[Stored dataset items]
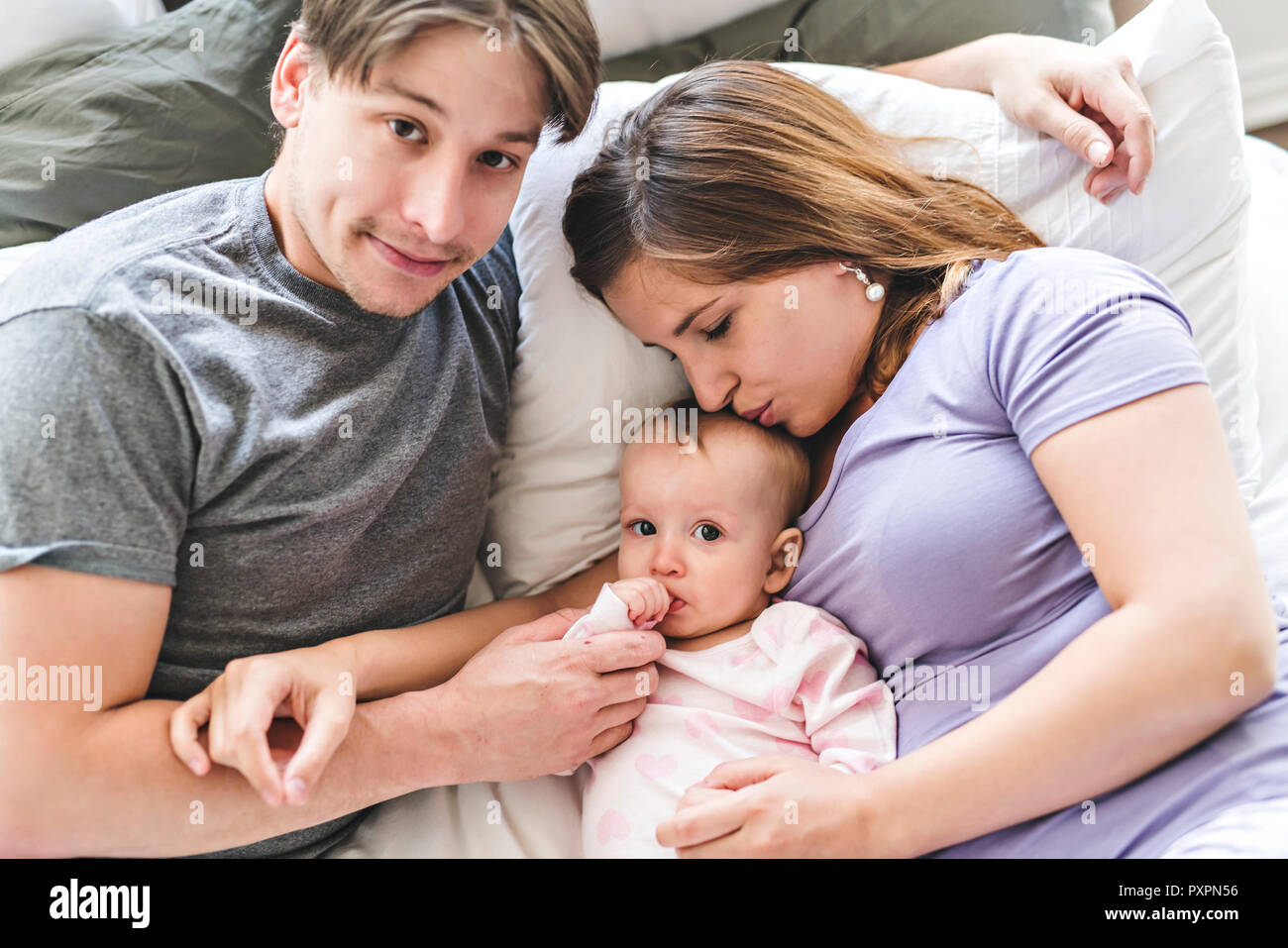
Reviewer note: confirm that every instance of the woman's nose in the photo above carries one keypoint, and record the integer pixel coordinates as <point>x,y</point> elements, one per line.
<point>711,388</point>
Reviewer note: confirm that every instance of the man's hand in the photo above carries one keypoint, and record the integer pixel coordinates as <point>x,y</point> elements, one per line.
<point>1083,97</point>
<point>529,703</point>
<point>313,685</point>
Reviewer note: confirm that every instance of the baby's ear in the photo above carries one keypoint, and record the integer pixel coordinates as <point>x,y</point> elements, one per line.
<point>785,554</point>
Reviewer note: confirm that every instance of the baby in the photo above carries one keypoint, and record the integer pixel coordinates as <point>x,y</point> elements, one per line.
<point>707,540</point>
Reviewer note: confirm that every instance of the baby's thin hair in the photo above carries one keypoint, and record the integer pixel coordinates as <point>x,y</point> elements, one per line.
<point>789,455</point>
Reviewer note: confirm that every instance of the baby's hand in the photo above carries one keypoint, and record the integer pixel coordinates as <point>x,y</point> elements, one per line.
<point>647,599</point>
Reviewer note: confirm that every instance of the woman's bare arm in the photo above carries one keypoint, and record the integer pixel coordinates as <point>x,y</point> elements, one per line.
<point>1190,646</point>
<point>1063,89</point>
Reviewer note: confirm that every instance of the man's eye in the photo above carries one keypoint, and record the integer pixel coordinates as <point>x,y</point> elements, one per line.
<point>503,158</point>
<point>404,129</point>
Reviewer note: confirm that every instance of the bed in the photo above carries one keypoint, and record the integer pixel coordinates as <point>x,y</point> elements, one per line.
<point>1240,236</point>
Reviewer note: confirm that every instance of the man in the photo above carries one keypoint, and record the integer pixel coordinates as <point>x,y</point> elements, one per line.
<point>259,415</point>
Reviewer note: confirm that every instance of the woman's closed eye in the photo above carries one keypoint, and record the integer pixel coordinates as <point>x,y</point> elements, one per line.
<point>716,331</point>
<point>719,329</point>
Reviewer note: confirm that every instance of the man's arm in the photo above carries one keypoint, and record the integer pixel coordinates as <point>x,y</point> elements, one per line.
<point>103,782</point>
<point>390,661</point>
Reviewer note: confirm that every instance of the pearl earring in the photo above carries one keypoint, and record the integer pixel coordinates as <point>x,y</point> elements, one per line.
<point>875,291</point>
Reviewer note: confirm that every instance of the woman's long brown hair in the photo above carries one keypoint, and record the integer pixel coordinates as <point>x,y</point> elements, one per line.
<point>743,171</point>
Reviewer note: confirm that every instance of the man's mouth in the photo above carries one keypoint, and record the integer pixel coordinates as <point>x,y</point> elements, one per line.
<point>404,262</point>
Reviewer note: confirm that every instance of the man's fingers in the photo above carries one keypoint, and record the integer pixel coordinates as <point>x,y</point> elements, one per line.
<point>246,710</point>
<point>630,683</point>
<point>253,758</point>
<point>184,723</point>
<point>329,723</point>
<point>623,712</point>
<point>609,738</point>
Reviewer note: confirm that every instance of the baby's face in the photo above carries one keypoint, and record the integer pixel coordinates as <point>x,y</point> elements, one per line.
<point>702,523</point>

--

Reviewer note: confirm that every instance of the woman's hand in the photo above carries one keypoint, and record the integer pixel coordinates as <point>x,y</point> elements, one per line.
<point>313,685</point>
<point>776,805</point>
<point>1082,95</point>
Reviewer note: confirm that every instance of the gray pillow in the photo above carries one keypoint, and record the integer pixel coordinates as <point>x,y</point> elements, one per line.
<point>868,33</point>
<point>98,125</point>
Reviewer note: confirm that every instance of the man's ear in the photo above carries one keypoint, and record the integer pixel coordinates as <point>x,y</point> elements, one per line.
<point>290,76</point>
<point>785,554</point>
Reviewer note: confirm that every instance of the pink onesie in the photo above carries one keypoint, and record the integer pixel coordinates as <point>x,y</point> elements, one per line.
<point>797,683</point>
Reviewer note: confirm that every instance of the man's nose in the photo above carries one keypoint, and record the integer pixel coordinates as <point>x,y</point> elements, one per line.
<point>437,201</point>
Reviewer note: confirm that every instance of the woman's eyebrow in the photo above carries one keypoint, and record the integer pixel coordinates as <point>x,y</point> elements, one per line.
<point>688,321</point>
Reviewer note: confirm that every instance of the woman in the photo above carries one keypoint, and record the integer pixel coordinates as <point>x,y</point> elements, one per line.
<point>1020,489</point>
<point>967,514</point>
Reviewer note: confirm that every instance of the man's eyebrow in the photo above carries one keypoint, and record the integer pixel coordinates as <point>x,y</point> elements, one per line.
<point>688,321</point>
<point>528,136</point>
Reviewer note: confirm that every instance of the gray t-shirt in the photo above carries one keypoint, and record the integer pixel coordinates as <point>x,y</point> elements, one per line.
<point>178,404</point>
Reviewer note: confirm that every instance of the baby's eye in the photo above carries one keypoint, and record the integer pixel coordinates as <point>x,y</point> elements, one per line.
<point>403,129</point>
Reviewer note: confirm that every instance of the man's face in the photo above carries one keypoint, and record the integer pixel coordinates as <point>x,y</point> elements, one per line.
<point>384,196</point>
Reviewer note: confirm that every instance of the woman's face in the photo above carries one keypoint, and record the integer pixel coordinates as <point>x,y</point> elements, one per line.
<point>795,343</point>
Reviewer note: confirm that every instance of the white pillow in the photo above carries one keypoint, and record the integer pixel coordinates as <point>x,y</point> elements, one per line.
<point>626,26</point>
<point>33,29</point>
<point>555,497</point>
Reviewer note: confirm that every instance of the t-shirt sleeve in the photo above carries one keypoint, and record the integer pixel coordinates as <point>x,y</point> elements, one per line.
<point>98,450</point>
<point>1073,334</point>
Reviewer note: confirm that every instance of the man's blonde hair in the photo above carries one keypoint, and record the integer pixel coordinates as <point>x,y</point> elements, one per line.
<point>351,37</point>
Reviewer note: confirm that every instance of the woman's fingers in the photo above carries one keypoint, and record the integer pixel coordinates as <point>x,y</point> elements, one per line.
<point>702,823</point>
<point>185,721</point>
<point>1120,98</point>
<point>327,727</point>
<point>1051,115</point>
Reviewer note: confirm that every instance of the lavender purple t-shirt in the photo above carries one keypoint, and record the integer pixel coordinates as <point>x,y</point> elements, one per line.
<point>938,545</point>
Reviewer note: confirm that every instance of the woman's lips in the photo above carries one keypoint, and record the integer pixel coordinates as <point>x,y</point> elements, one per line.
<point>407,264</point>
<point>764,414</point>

**Your task**.
Rename "pearl earring" to "gold earring" in the data, starting at the line that contains "Reviewer note: confirm that every instance of the man's arm" and ending at the line that contains "<point>875,291</point>". Return only those lines, with nothing else changed.

**Worked solution**.
Reviewer note: confirm that every instance of the man's arm in the photo above carries one keypoint, and record the integer pixel coordinates as <point>x,y</point> elements, one per line.
<point>103,782</point>
<point>390,661</point>
Reviewer note: confirm that every instance of the gold earring in the photo above carries one keypoint, and record the integer pixel coordinates as <point>x,y</point> elements, one per line.
<point>875,291</point>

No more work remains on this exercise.